_WORK REQUEST_
Would you return, word for word, the lines of the data below from the line with "man's face, written as integer pixel values." through the line with "hat brim, written as integer pixel values.", and no others?

_PROVIDED RECORDS_
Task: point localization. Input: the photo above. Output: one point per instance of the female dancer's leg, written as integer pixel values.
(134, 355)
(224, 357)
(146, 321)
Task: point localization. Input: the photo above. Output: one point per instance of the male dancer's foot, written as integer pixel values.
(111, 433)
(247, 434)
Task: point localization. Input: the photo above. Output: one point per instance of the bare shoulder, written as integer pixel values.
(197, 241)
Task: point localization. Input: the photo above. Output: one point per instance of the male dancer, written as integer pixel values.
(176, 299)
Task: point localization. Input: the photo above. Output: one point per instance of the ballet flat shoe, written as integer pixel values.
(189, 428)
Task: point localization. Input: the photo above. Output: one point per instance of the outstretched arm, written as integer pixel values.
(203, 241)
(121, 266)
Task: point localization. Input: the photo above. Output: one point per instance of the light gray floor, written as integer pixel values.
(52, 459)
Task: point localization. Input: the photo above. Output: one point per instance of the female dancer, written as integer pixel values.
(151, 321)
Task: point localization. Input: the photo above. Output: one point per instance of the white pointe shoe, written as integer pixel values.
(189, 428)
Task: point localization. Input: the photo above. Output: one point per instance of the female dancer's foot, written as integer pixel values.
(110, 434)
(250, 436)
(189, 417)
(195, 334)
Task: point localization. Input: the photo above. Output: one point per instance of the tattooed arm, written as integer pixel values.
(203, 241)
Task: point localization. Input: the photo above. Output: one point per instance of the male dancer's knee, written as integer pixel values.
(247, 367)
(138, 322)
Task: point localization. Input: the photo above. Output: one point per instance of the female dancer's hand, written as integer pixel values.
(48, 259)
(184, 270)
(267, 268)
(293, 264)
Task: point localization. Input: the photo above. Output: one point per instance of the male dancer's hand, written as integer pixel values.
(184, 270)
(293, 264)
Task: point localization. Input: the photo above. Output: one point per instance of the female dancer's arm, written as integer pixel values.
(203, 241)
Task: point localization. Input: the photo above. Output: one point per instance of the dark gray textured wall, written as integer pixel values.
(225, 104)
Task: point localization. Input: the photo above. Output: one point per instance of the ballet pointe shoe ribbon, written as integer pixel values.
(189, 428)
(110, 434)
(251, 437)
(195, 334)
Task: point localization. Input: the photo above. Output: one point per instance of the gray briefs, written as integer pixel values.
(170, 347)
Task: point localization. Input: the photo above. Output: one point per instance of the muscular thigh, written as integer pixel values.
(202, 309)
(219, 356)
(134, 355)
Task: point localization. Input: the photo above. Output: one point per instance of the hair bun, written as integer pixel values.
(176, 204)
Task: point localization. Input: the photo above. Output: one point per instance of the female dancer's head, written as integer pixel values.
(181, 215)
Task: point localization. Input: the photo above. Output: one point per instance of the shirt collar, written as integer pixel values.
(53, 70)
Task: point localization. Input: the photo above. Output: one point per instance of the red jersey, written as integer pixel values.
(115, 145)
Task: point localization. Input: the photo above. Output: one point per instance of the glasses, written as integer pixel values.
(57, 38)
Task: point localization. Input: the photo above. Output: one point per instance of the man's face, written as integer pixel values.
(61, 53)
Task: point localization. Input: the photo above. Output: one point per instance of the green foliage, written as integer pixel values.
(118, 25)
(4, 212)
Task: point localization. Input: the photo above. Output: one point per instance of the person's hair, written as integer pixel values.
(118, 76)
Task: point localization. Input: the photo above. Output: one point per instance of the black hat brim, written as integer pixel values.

...

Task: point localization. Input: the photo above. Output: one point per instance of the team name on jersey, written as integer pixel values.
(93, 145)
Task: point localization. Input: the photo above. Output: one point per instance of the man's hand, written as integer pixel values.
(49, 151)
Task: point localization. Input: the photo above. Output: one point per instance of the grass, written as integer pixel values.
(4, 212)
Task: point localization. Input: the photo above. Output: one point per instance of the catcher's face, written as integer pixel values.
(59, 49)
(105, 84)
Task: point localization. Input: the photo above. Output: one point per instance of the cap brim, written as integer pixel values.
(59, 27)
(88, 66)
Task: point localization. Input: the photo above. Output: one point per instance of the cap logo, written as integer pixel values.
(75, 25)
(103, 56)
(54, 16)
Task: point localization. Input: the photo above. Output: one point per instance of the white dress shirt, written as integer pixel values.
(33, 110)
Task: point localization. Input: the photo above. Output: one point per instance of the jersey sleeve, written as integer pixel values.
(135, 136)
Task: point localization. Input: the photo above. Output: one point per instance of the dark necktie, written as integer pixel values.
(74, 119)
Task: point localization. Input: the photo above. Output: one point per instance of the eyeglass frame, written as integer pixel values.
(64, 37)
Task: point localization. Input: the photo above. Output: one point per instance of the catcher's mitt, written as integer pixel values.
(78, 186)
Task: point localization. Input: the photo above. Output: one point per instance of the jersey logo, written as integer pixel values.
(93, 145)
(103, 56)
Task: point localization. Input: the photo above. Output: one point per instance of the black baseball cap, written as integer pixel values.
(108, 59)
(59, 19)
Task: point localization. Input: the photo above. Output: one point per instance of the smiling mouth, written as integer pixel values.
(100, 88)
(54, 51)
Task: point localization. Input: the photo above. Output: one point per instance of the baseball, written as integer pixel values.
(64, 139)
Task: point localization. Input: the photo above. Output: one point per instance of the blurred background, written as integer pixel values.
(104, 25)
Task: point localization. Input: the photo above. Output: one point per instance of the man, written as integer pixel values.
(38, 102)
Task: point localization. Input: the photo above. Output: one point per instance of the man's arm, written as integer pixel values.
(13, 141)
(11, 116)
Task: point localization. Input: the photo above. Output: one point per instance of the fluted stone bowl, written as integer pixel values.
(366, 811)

_EXERCISE RESPONSE_
Task: point localization. Input: the photo above. Output: one point per instance of the man's face, written as integer pixel values.
(61, 53)
Task: point localization. Input: the photo above. Output: one point per instance of the green foliage, written as integer pixel values.
(118, 25)
(4, 212)
Task: point localization. Input: the photo above. Output: one point per instance of the person's hair, written as integer pixel values.
(118, 76)
Task: point localization. Input: the photo above. Output: one point per instance of the black hat brim, written as integer pixel values.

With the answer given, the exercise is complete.